[EXERCISE DIRECTIONS]: Could you give the entries back exactly as they stand, minus any pictures?

━━━━━━━━━━━━━━━━━━━━━━━━━━━━━━

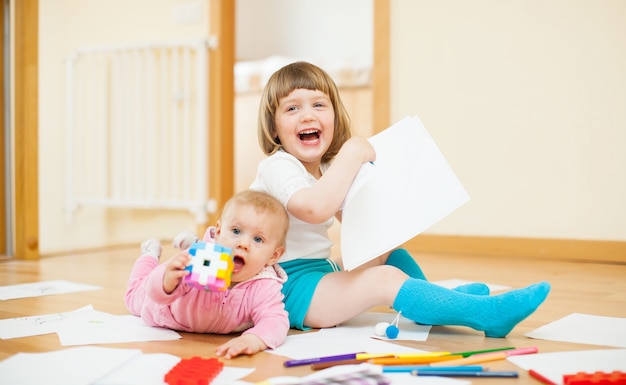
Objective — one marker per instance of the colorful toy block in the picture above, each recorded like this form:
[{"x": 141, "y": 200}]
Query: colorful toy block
[
  {"x": 211, "y": 266},
  {"x": 597, "y": 378},
  {"x": 194, "y": 371}
]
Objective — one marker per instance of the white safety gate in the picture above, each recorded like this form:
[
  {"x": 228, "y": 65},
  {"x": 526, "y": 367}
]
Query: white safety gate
[{"x": 137, "y": 133}]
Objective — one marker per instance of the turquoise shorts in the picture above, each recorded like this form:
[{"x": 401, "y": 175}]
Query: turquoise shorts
[{"x": 303, "y": 277}]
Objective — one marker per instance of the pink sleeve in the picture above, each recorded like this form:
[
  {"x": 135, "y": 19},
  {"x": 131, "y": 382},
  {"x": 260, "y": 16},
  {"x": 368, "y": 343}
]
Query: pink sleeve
[
  {"x": 154, "y": 287},
  {"x": 271, "y": 321}
]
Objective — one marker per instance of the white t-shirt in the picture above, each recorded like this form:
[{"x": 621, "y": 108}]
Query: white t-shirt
[{"x": 282, "y": 175}]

━━━━━━━━━━━━━━━━━━━━━━━━━━━━━━

[ANSWER]:
Objective — one marker per instance of the colorful toy block in the picture above, each recorded like this form:
[{"x": 141, "y": 200}]
Query: colorful toy block
[
  {"x": 211, "y": 266},
  {"x": 597, "y": 378},
  {"x": 194, "y": 371}
]
Objective — one marker per instance of the white safety gate in the picture above, each recorded like this form:
[
  {"x": 228, "y": 65},
  {"x": 526, "y": 367}
]
Query: white safety gate
[{"x": 137, "y": 133}]
Objective — one marker per instance of the turquoise shorts in the picture above, each recorded like this form:
[{"x": 401, "y": 175}]
Query: turquoise shorts
[{"x": 303, "y": 277}]
Objective — one marker per instance of the pink sleeve in the picture above, each recorded like this form:
[
  {"x": 135, "y": 19},
  {"x": 131, "y": 382},
  {"x": 260, "y": 16},
  {"x": 368, "y": 343}
]
Query: pink sleeve
[
  {"x": 154, "y": 287},
  {"x": 271, "y": 321}
]
Objective — one marker per instance of the white t-shirt in the picture above, each recorded like this form:
[{"x": 621, "y": 108}]
Query: white t-shirt
[{"x": 282, "y": 175}]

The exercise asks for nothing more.